** Task goal **
List the effects that Ray Puffer, in the fuel cell grant article below, expects the project to have "If successful."

** Excerpted text **
※

Researchers at Rensselaer Polytechnic Institute have won a $1.6m federal grant to develop new ways to make a key component of the fuel cell.
Researchers at Rensselaer Polytechnic Institute have won a $1.6m (£1.1m) federal grant to develop new ways to make a key component of the fuel cell.
Awarded by the US Department of Energy, the multi-year grant aims to create new processes that will allow fuel cell membrane electrode assemblies (MEAs) to be manufactured faster and more cost effectively.
Comprised of a stacked proton exchange membrane (PEM), catalyst and electrodes, the MEAs are the heart of a fuel cell.
’The new system we plan to develop is essentially a high-speed, high-quality assembly process for fuel cell MEAs,’ said Ray Puffer, principle investigator of the project and programme director for industrial automation at Rensselaer’s Center for Automation Technologies and Systems (CATS).
’If successful, we anticipate this project will reduce the time it takes to make MEAs, as well as improve uniformity, reduce defects and lower manufacturing costs. The end result will be cheaper, more reliable fuel cells for everyone.’
Working with Rensselaer collaborators Daniel Walczyk, professor of mechanical, aerospace and nuclear engineering, as well as CATS director John Wen, professor of electrical, computer and systems engineering, the team will work to integrate new sensing technology into the MEA pressing process to help ensure less defects and a more uniform performance.
To reduce the time it takes to press and assemble the MEAs, Puffer and his team also plan to develop an ultrasonic bonding process for assembling and fusing together the different components of high-temperature PEM MEAs. Early ultrasonic pressing designs and experiments have been promising, Puffer said, and have the potential to reduce the pressing process of a single MEA to less than one second.
’To be cost effective, the time it takes to manufacture a single MEA must be measured in milliseconds, or at most, a few seconds,’ added Puffer. ’Similarly, the time it takes to assemble a stack must be measured in seconds or minutes, instead of hours.’

※

** Data for analysis **

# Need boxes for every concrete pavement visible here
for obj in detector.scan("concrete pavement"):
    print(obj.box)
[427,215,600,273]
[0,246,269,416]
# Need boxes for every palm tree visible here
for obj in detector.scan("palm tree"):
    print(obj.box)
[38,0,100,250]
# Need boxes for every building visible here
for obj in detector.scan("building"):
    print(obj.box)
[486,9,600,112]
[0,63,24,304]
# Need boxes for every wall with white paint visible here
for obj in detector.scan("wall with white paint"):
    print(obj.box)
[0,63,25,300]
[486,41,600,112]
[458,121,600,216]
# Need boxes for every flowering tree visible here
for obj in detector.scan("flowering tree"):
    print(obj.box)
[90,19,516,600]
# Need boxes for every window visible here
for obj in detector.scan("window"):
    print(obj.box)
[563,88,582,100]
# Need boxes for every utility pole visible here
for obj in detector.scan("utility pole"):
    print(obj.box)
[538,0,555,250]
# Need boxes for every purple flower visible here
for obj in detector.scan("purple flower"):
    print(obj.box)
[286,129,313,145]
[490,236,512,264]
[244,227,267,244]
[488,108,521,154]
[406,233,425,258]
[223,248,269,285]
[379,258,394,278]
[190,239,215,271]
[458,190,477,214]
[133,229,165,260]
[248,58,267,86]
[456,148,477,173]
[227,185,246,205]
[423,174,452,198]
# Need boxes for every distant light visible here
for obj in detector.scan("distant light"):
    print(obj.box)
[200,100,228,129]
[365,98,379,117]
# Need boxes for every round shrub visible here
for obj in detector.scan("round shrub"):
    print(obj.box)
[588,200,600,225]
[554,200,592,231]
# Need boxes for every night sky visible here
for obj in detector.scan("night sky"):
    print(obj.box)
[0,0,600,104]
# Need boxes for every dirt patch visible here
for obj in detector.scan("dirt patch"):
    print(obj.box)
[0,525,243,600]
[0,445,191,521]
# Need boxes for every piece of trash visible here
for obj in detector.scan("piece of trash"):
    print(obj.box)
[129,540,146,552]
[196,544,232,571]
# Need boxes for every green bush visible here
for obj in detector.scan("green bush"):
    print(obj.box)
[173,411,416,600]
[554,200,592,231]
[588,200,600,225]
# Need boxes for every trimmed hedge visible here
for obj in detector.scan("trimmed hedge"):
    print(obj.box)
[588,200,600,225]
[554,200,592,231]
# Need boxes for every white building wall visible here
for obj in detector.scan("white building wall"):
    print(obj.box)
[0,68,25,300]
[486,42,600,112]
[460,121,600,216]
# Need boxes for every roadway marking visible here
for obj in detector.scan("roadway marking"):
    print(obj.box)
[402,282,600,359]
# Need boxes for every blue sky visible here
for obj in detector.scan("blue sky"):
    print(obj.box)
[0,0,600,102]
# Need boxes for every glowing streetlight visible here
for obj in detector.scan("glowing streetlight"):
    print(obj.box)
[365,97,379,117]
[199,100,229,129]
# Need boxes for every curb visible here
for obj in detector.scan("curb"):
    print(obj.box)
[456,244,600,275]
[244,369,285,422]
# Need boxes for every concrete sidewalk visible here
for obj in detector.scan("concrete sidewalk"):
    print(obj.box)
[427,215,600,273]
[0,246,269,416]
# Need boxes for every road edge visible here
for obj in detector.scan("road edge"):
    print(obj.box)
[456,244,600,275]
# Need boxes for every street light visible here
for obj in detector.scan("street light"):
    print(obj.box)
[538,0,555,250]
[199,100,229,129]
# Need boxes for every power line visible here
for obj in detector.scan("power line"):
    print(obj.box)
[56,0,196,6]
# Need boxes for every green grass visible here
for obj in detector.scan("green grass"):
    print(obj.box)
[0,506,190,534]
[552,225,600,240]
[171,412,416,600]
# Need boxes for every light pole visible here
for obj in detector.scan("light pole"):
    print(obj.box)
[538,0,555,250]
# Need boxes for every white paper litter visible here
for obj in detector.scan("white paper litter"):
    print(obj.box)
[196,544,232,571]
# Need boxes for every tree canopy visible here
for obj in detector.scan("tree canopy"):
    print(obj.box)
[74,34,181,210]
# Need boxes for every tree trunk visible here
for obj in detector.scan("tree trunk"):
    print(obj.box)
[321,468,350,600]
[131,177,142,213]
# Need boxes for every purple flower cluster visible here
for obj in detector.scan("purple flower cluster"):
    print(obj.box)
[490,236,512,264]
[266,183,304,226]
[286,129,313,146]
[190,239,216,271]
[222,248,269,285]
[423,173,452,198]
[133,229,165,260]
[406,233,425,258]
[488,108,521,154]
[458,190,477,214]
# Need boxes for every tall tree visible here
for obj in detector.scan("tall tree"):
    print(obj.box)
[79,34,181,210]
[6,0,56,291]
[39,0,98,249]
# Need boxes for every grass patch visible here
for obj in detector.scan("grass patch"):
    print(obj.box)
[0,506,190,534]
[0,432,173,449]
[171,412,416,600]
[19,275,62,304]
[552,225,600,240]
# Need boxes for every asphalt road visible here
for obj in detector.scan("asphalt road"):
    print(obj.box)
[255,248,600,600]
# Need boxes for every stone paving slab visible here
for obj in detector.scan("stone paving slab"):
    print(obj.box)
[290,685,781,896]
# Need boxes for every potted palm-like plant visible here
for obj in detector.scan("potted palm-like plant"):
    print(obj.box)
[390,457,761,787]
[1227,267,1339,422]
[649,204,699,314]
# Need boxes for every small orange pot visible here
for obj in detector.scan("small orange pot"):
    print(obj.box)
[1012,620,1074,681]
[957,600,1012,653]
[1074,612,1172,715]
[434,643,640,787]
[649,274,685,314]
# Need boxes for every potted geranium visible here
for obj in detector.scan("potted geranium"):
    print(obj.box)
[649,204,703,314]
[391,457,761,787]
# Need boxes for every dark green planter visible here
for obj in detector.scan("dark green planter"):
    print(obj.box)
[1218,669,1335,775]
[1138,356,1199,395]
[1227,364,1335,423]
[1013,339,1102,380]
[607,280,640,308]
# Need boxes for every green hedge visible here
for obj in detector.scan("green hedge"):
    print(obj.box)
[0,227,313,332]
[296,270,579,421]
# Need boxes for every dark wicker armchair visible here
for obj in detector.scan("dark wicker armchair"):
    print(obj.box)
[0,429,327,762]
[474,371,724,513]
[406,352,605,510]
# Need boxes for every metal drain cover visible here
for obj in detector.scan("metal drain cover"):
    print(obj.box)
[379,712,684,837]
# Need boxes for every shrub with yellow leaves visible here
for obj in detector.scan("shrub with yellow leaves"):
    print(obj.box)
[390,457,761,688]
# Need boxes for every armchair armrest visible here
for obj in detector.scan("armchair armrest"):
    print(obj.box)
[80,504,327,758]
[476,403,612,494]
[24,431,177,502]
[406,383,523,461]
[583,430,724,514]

※

** Response **
- Reduce the time it takes to make MEAs
- Improve uniformity
- Reduce defects
- Lower manufacturing costs